_Directive_.
Your task is to write out the lines from the line containing "Please annotate the cumulus" through the last line of the material, exactly.

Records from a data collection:
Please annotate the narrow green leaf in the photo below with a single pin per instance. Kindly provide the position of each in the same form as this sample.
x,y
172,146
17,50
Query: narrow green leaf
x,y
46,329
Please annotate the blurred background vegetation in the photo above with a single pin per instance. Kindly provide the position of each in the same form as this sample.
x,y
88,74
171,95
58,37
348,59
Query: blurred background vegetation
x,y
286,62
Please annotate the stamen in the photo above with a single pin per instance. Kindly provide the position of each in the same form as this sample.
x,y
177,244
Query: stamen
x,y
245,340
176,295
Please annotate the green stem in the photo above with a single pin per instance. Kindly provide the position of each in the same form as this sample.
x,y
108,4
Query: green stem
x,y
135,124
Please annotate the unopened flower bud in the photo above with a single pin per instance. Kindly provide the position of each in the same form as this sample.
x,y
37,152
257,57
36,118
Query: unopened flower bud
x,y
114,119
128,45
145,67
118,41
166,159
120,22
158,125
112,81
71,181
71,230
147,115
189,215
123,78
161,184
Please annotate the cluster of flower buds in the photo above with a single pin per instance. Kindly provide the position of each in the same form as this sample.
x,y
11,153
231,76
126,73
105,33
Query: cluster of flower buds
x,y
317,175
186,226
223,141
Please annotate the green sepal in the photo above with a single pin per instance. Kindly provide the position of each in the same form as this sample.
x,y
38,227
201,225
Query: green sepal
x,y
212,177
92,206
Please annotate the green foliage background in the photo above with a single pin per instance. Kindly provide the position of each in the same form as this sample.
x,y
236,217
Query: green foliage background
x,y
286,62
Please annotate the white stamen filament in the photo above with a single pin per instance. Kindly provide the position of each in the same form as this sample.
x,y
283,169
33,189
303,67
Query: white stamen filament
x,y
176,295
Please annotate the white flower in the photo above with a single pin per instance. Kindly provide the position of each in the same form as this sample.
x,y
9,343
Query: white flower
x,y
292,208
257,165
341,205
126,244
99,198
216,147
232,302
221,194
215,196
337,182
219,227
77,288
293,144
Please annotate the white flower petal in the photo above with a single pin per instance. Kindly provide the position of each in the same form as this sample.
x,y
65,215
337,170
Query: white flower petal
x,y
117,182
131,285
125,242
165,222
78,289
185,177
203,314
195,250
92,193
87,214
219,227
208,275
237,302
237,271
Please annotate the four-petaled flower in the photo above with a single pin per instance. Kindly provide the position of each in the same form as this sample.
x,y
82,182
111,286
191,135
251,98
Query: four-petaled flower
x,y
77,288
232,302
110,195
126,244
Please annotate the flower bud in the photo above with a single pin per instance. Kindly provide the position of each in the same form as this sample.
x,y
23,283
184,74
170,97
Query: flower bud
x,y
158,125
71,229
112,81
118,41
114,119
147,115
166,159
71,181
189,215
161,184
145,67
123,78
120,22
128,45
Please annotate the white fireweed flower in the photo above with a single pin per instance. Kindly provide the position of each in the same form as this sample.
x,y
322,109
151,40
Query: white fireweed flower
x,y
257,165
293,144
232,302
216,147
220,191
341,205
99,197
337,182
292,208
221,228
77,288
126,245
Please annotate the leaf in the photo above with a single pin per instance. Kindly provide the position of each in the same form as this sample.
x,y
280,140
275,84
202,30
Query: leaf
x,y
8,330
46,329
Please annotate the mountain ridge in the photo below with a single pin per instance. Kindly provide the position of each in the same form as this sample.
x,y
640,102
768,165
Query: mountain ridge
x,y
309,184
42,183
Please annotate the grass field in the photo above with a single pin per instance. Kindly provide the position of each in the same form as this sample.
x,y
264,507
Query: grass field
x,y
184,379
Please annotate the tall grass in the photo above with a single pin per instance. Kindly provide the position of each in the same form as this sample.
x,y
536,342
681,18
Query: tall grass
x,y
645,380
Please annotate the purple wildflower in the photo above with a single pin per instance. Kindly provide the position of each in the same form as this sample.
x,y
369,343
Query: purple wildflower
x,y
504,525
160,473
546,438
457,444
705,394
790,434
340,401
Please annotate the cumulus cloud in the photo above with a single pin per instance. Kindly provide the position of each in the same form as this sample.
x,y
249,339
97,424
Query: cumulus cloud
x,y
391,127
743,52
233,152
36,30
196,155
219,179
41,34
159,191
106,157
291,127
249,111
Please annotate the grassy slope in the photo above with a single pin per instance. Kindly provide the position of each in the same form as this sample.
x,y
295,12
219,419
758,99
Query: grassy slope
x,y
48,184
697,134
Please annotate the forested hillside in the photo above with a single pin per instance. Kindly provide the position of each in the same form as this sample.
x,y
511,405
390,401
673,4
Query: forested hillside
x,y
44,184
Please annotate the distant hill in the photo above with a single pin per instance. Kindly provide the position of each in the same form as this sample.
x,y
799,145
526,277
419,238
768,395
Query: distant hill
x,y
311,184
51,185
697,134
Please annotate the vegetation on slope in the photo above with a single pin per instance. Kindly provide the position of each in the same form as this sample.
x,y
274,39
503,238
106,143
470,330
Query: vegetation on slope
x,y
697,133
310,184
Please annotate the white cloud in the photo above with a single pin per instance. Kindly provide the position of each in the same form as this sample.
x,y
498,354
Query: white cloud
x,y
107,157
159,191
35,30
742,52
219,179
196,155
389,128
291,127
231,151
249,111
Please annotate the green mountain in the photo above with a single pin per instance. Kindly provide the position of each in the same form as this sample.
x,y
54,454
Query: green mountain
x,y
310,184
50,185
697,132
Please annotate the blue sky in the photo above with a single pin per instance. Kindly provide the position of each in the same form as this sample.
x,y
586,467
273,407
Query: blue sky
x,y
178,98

_Result of this exercise_.
Please annotate the cumulus cloud in the photo above with a single pin per instance. Kindly provide the position of each in the same form as this sample.
x,y
249,339
97,424
Query: cumulus cloud
x,y
391,127
743,52
233,152
36,30
196,155
219,179
41,34
159,191
106,157
291,127
249,111
Please annotate the grassy slope in the photo above with a single pin per instance. Kindly provide the position of each in the same form as this sample.
x,y
295,12
219,419
758,99
Query: grassy slope
x,y
48,184
697,134
Please annotate the forested hillside in the photo above with a single pin per instance. Kindly provide the position of each in the same form as this sample.
x,y
511,405
390,401
673,4
Query: forested hillside
x,y
44,184
Please annotate the distant hill in the photo above with a single pin per instance. Kindly provide the position of each in the same form as this sample.
x,y
799,145
526,277
419,238
768,395
Query: distant hill
x,y
311,184
51,185
697,134
Please annotate the vegetation on slope in the photo above with a single pin per instance. Kindly provide the position of each in the same form as this sample.
x,y
274,39
503,238
106,143
470,330
Query: vegetation on slope
x,y
697,133
310,184
Please annotate the white cloud in the photo above with a single pin per instance. Kindly provide the position of each in the same form as this sample.
x,y
498,354
Query: white cloud
x,y
107,157
159,191
35,30
742,52
219,179
196,155
389,128
291,127
231,151
249,111
Please annotate the green mountain in the photo above with a single pin per instance. Kindly provide the position of each in the same form as this sample.
x,y
54,454
Query: green mountain
x,y
310,184
50,185
697,132
Please annotate the blue sky in the photo above with a single pin per instance. Kindly provide the position of each in the same form as this sample.
x,y
586,467
273,407
Query: blue sky
x,y
178,98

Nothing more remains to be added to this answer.